*Problem description*. Can you print every line of the records below word for word, omitting the pictures?

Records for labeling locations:
* Start *

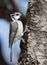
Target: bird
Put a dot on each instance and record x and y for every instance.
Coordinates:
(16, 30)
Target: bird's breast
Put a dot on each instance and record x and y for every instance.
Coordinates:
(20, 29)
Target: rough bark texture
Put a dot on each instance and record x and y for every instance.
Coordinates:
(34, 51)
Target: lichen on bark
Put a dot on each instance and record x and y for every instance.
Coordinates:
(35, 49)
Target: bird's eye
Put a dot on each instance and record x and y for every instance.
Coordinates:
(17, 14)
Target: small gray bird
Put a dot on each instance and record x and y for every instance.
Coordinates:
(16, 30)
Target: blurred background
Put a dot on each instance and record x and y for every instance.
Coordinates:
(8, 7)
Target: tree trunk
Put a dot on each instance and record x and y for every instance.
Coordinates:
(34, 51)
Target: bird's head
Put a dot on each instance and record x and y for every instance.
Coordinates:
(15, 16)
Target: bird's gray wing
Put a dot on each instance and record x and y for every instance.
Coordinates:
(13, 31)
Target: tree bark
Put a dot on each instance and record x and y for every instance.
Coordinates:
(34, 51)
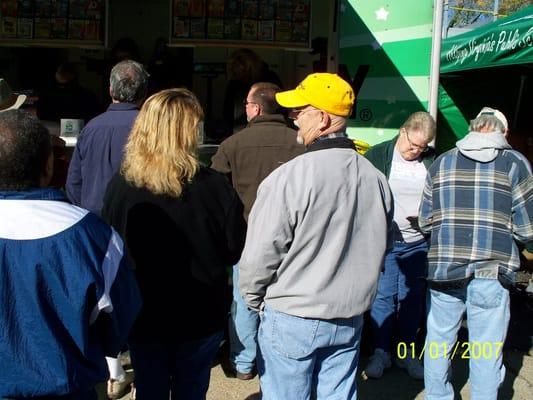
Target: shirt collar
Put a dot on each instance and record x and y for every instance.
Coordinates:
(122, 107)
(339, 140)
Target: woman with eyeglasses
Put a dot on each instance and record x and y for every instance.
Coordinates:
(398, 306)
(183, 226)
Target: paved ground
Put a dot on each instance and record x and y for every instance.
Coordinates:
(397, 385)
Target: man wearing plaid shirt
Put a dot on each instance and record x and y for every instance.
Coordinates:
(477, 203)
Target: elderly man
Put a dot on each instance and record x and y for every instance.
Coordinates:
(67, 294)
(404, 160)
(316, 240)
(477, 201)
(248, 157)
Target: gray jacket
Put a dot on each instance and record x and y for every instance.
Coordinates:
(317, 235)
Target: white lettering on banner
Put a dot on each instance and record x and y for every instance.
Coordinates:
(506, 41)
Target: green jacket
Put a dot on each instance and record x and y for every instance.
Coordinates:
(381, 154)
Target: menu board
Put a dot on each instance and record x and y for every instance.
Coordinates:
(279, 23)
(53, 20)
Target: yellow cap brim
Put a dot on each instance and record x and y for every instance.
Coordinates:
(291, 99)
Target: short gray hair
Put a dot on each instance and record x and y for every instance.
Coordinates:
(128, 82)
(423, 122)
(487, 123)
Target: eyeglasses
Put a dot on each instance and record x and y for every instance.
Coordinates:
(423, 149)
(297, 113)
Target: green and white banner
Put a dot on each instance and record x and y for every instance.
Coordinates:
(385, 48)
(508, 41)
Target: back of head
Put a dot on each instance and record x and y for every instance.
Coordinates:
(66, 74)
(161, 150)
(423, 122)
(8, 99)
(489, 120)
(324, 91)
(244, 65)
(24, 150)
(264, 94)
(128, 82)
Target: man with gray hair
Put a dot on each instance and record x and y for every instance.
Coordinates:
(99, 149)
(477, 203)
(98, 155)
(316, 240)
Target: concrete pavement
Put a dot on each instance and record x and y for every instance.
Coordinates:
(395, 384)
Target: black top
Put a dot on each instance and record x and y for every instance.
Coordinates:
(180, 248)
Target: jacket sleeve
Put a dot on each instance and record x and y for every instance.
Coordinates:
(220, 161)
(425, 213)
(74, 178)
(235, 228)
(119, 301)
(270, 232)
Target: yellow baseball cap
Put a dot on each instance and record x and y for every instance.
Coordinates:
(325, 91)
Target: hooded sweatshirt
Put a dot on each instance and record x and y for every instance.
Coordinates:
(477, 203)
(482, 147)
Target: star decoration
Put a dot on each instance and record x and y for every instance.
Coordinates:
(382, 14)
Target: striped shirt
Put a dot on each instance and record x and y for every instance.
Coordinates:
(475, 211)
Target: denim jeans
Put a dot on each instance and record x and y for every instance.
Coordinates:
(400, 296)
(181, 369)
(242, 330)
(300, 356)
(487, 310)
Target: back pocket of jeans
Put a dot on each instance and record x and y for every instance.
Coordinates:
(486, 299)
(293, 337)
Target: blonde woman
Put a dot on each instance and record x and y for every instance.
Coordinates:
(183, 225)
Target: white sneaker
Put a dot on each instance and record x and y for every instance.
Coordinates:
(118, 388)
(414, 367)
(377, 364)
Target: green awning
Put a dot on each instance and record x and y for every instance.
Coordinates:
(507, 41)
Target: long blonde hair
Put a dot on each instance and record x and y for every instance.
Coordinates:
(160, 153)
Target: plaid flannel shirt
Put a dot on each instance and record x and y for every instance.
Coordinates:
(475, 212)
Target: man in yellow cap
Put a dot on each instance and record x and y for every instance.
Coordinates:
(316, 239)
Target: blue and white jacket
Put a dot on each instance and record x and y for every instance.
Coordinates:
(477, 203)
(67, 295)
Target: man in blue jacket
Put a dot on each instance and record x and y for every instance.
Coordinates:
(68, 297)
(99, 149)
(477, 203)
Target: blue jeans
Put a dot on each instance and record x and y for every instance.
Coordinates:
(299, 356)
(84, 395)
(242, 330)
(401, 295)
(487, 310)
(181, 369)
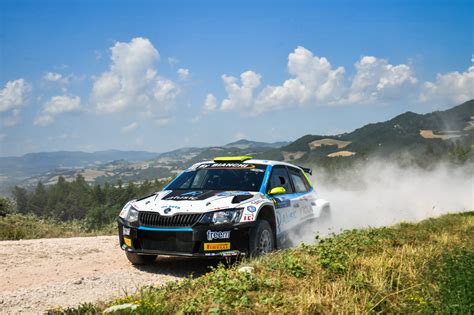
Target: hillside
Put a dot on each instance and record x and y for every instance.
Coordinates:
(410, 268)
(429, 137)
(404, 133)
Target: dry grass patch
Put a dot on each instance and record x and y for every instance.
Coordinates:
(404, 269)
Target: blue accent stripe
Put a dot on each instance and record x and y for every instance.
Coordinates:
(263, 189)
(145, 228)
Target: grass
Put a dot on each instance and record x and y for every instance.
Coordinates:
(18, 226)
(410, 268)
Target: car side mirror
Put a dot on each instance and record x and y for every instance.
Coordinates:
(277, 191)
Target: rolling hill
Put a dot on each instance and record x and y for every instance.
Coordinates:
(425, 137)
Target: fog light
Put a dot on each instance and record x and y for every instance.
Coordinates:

* End *

*Result of this task*.
Target: bird
Put a dot on each instance and record x and y for every instance.
Coordinates:
(16, 30)
Target: bird's breast
Put a dot on each instance and record x and y for every instance.
Coordinates:
(20, 29)
Target: rough bark texture
Put a dot on each instance and record x and y for every instance.
Coordinates:
(34, 51)
Target: lichen on bark
Put a dot on each instance and record x and y for every instance.
Coordinates:
(35, 49)
Target: bird's eye
Put a dot on each instance and record x and y for every instance.
Coordinates:
(17, 14)
Target: small gray bird
Put a dot on each instance and record x and y for every instance.
Coordinates:
(16, 30)
Target: blurred background
Put a dot on each instance and record x and y for every instance.
Coordinates:
(8, 7)
Target: tree trunk
Put a dot on each instance and record x and y for every instance.
Coordinates:
(34, 51)
Target: bird's head
Put a dot on each instance and record x and y for every instance.
Coordinates:
(15, 16)
Target: bird's gray wing
Put a dot on each instance and record x and y for every instance.
Coordinates:
(13, 31)
Target: tree bark
Put a dot on each instance and record x and y for every instance.
Coordinates:
(34, 51)
Target: shirt collar
Put a dot on each instance and record x and y for every instance.
Coordinates:
(122, 107)
(339, 140)
Target: woman with eyeglasses
Put a dot on each instance and record x and y for every instance.
Coordinates:
(398, 306)
(183, 226)
Target: paved ground
Put a dot on each instance and record x and y for every instance.
Coordinates:
(397, 385)
Target: man wearing plaid shirt
Put a dot on each instance and record x and y for every instance.
Coordinates:
(477, 203)
Target: elderly man
Put a dot on each instance and record x and y for every instance.
Coordinates:
(67, 294)
(404, 160)
(316, 240)
(477, 201)
(248, 157)
Target: gray jacket
Put a dot on each instance and record x and y for every instance.
Coordinates:
(317, 235)
Target: white lettering on banner
Put a dot on each instance and record x and y for every instance.
Coordinates:
(506, 41)
Target: green jacket
Put a dot on each instance and record x and y for every instance.
Coordinates:
(381, 154)
Target: menu board
Put a dot on each instance and record x and y for every instance.
Coordinates:
(279, 23)
(53, 20)
Target: yellow cap brim
Put a dot on each instance and record x and y for every instance.
Coordinates:
(291, 99)
Target: short gray hair
Put a dot on each instance and record x and y for every instance.
Coordinates:
(128, 82)
(423, 122)
(487, 123)
Target: eyeglasses
Put a dot on each instance and record x and y for every instance.
Coordinates:
(423, 149)
(297, 113)
Target: green and white banner
Put a dot on each instance and record x and y for every instance.
Coordinates:
(385, 48)
(508, 41)
Target: back of head
Put a dot on each instance and record x and y for every instance.
Coordinates:
(66, 74)
(161, 150)
(423, 122)
(8, 99)
(489, 120)
(324, 91)
(244, 65)
(24, 150)
(264, 94)
(128, 82)
Target: man with gray hair
Put a dot on each instance and record x and y for every instance.
Coordinates:
(99, 149)
(477, 203)
(98, 155)
(316, 240)
Target: concrete pavement
Put a dot on each instance and record x and y for every instance.
Coordinates:
(395, 384)
Target: black top
Put a dot on each instance and record x and y for every instance.
Coordinates:
(180, 248)
Target: jacket sleeve
Put a dot on each instance and record x and y for every instance.
Coordinates:
(220, 161)
(425, 213)
(74, 178)
(235, 228)
(119, 301)
(270, 232)
Target: yellow baseball cap
Put a dot on each instance and record x and y for every instance.
Coordinates:
(325, 91)
Target: hooded sweatshirt
Put a dot on each instance and record x and y for every instance.
Coordinates:
(477, 203)
(482, 147)
Target: star decoration
Put a dot on each instance and record x and y for every instance.
Coordinates:
(382, 14)
Target: striped shirt
Put a dot on each instance and record x and y for every instance.
Coordinates:
(475, 211)
Target: denim jeans
Put a dot on each instance and record x and y for every instance.
Coordinates:
(400, 296)
(181, 369)
(242, 330)
(300, 356)
(487, 310)
Target: back pocket of jeans
Put a dot on each instance and record x and y for every instance.
Coordinates:
(486, 299)
(293, 337)
Target: blonde woman
Put a dot on each instance and record x and y for every instance.
Coordinates:
(183, 225)
Target: white sneaker
Put a dot on each instance and record x and y for every instance.
Coordinates:
(118, 388)
(414, 367)
(377, 364)
Target: green awning
Put a dot on each instance and record x and y for every instance.
Coordinates:
(507, 41)
Target: long blonde hair
Put a dot on each instance and record x and y for every instance.
Coordinates:
(160, 153)
Target: plaid flannel shirt
Put a dot on each instance and record x and y for every instance.
Coordinates:
(475, 212)
Target: man in yellow cap
Put a dot on each instance and record x and y for every instance.
Coordinates:
(316, 239)
Target: blue and white jacket
Put a dot on each instance and record x and y for every instance.
Coordinates:
(477, 203)
(67, 295)
Target: man in blue jacket
Put a dot on each instance and record x and y for every instance.
Coordinates:
(68, 297)
(99, 149)
(477, 203)
Target: blue jeans
Put a dot on each instance and record x and y for every instance.
Coordinates:
(299, 356)
(84, 395)
(242, 330)
(401, 295)
(487, 310)
(181, 369)
Target: hillside
Put a dot on each instance and record x and y for every instance.
Coordinates:
(410, 268)
(429, 137)
(404, 133)
Target: dry grass patch
Put a dot on each instance and record x and y for every instance.
Coordinates:
(404, 269)
Target: blue accent stripe
Put a dot on each instance and record x and y for every instance.
Coordinates:
(263, 189)
(145, 228)
Target: grass
Put a dot on each instance and record x and y for every instance.
Coordinates:
(18, 226)
(410, 268)
Target: car side mirror
Put a dot on each instance and record x and y for every instance.
Coordinates:
(277, 191)
Target: rolling hill
Put a dot on each instance and record x and y for every instance.
Coordinates:
(425, 137)
Target: fog light
Put a dot on each instance and record x and y for every instance.
Coordinates:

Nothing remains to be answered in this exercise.